DATA SUPPLIED:
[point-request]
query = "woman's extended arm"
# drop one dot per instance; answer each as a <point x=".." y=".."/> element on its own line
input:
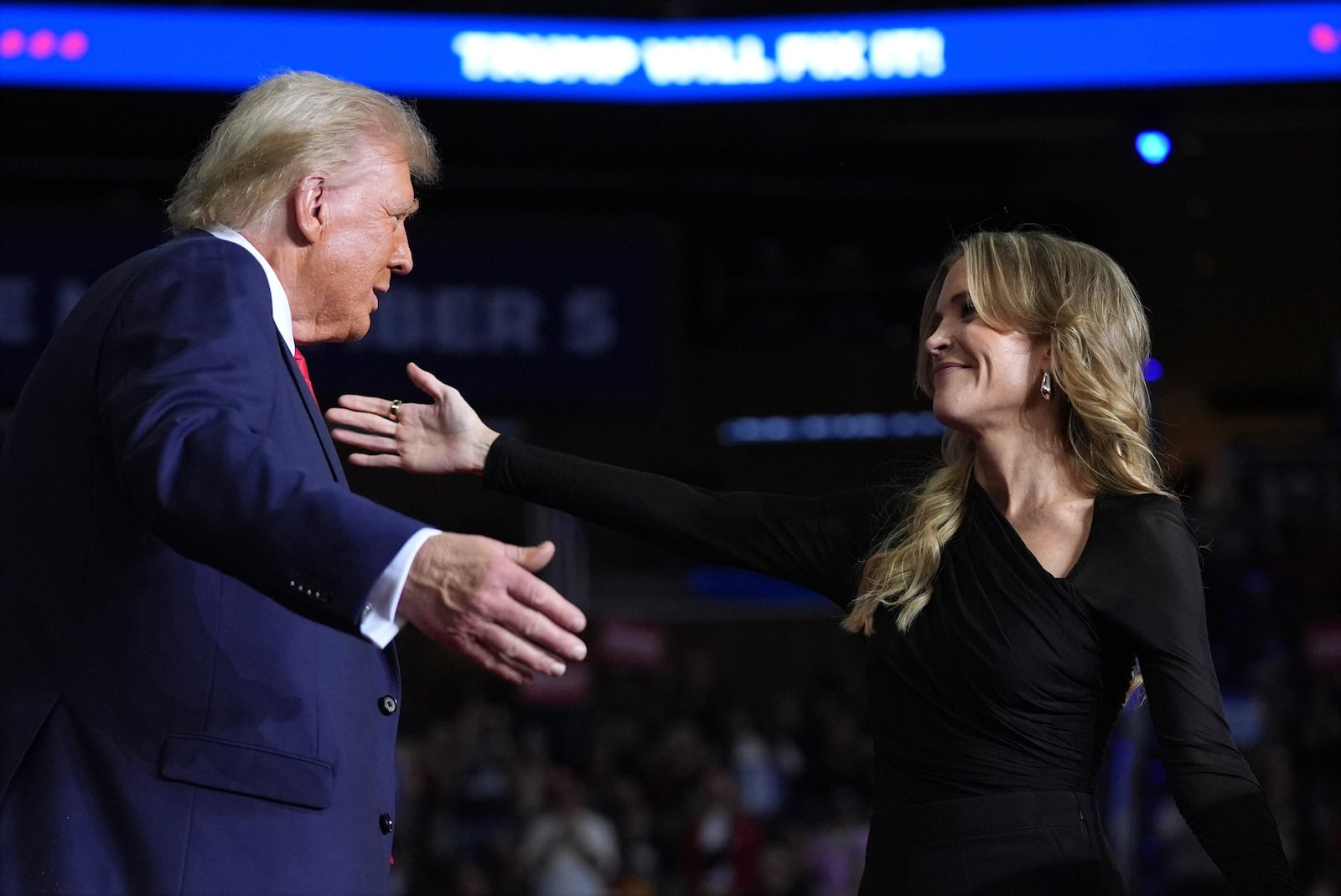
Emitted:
<point x="442" y="438"/>
<point x="815" y="542"/>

EXERCISE GOAL: Each entry should be copied exactly as written, though any pictures stay out.

EXPECTED ANSWER:
[point-request]
query = "woman's extended arm"
# drop one dot per instance; answer each as a <point x=".." y=".."/> element on its own line
input:
Emitted:
<point x="442" y="438"/>
<point x="815" y="542"/>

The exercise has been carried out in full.